>> BEGIN Passage to read

# Multiple probes or a Thermapen



## frog1369 (Feb 14, 2014)

My question is, what do you guys do for multiple meats, do you consider several thermometers with probes or do you go for the Thermapen.  Here is what I was thinking.  So far I have typically done only tow types of meat in one smoke, one is always ribs.  The ribs I do 3-2-1 and probe the other meat with my Maverick.  Of course things like beans and ABTs are just a time and sight kind of cook.  Now I'm thinking some poultry, ribs and some pork butts.  I know the poultry will finish first so I thought about putting the Maverick in the chicken and moving it to the butts after the chicken comes off?  Or ........ break down and get another Maverick giving me a BBQ temp and three separate meat temp capabilities?  Or ....... the Thermapen and open the cooker to check?  Something else?  Let me know your thoughts .....  Thanks!

Don


----------



## smoke jenson (Feb 14, 2014)

>> END Passage to read
>> BEGIN Record set

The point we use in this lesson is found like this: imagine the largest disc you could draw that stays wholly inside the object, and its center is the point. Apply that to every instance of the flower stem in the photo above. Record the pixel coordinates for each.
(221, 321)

>> END Record set
>> BEGIN Record set

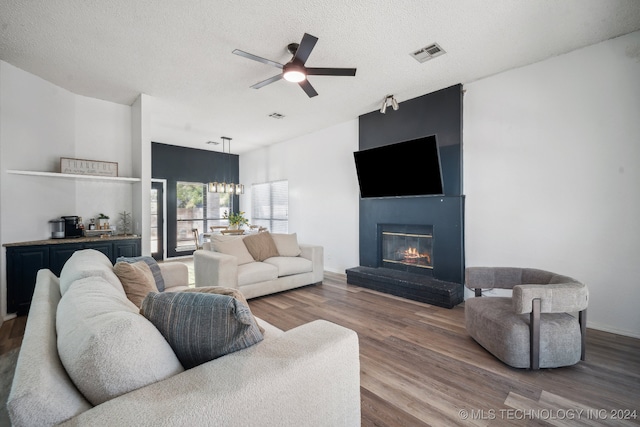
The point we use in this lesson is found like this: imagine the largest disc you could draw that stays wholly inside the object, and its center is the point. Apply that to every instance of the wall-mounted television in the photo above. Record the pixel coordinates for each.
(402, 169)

>> END Record set

### [Work to complete]
1. In the thermometer thread, which meat does the first poster expect to finish first in the planned smoke?
2. Write the next part of the thermometer thread, continuing from its last line.

### [Answers to the exercise]
1. The poultry.

2.
I got a Thermapen for Christmas and love the heck out of it. I did use the maverick for pork butt and long smokes, so you dont have to many pokes in the meat  from the thermapen, and I dont have to keep checking on it. But it is one handy tool to have. I use it on everything else thats a quicker smoke. BTW my probe on the maverick stopped reading temps so now im fully using my Thermapen.


----------



## pineywoods (Feb 15, 2014)

I have/had 15 digital meat thermometers I now use one to monitor smoker temp and my thermapen to check internal temps and it sure is a lot easier. It's nice not to have the probes, wires, and units to deal with when doing large smokes


----------



## jrod62 (Feb 15, 2014)

I have 3  Maverick I use during the smoke then use my Thermapen to make sure its at the temp I want before taking the meat off.


----------



## cmayna (Feb 15, 2014)

Yup to all the above.


----------



## seenred (Feb 15, 2014)

I have two Maverick dual probes and a Taylor single probe digital...plus a cheapo Thermopen knockoff.  

Red


----------



## WaterinHoleBrew (Feb 15, 2014)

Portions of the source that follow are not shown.